__The problem__
Resume the mailing-list post about adding a MySQL module to Python's standard library, starting right after its last sentence.

__Document passage__
-------
[Python-ideas] Official MySQL module

Eric V. Smith eric at trueblade.com
Thu Mar 7 22:41:30 CET 2013


On 3/7/2013 4:16 PM, David Mertz wrote:
> I disagree moderately with Dustin.  Obviously, it is true that a magic
> wand doesn't produce a standard-library module.  However, having support
> for MySQL/MariaDB (and PostgreSQL) in the standard library would be
> desirable.  This would bring MySQL support to the same level as we have
> for SQLite3.
> 
> In particular, I would NOT WANT such standard library support to include
> any ORM layer to it; I feel like those should remain as third-party
> tools (and compete on their various merits).  But the basic level of
> providing a *binding* feels like something desirable (and specifically,
> a binding that was as close to a drop-in substitute for 'sqlite3' as
> possible).

I agree with David on both points.

- Surely a MySQL binding is a battery we should consider including, if
an author were to offer it to us. I have no experience with them, so I
can't offer any advice on which is best.

- We don't want to include an ORM. It seems this space is still evolving
rapidly. At least, every time I upgrade SQLAlchemy (which I love) it
breaks some code.
-------
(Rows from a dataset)
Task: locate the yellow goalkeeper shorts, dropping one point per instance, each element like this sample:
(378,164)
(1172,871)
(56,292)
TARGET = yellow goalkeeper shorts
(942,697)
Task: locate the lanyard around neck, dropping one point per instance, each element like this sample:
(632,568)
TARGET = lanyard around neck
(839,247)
-------
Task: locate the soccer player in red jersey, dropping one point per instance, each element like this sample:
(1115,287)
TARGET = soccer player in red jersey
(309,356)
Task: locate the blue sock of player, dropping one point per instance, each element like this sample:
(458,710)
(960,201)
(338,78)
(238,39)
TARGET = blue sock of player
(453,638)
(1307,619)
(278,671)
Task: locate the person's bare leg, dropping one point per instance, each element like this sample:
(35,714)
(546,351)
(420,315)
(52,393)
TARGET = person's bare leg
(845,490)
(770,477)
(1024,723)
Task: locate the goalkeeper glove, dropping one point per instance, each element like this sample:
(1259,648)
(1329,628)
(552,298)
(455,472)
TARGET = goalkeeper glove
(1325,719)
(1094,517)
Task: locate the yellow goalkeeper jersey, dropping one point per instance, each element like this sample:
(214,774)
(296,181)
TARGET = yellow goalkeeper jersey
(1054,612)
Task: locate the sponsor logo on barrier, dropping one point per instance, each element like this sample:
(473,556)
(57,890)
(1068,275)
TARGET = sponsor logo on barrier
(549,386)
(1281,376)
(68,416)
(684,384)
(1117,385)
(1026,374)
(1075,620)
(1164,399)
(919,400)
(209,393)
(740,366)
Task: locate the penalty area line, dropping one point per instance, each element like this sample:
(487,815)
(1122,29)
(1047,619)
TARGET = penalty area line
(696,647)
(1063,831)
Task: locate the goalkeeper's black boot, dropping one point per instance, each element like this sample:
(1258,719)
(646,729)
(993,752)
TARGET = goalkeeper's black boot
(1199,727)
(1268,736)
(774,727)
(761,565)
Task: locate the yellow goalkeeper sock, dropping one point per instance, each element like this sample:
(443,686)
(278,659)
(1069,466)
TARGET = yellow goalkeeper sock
-------
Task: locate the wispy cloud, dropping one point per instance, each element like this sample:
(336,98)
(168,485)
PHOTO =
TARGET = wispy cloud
-------
__Output for this task__
Eric.

> 
> 
> On Thu, Mar 7, 2013 at 12:59 PM, Dustin J. Mitchell <dustin at v.igoro.us
> <mailto:dustin at v.igoro.us>> wrote:
> 
>     On Thu, Mar 7, 2013 at 3:41 PM, Thomas Allen <jsbfox at gmail.com
>     <mailto:jsbfox at gmail.com>> wrote:
>     > Hi, there! Do you plan to add an official module for connecting to
>     MySQL
>     > databases? Existing third-party modules are bad-documented or no
>     longer
>     > maintained... That's kinda strange, that such a nice language
>     doesn't have
>     > it yet.
> 
>     Where would such a module come from?  The PSF can't wave a magic
>     "official" flag and will software into existence.  Someone needs to
>     write it.
> 
>     I suspect from your use of the term "third party", that you come from
>     the world of proprietary software.  In OSS, we're all mutual third
>     parties.
> 
>     There are several nice MySQL bindings out there.  Just about everyone
>     uses Python-MySQL, but I've recently given my heart to PyMySQL, since
>     it's pure python and thus a lot easier to install.  If I recall from
>     the SQLAlchemy docs, there are a few others out there.  So I suspect
>     that your basic premise is incorrect: there's lots of good options out
>     there, and in fact several tools to abstract the differences between
>     them (SQLAlchemy being my choice).  I don't think the community would
>     be well-served by selecting one as the default implementation.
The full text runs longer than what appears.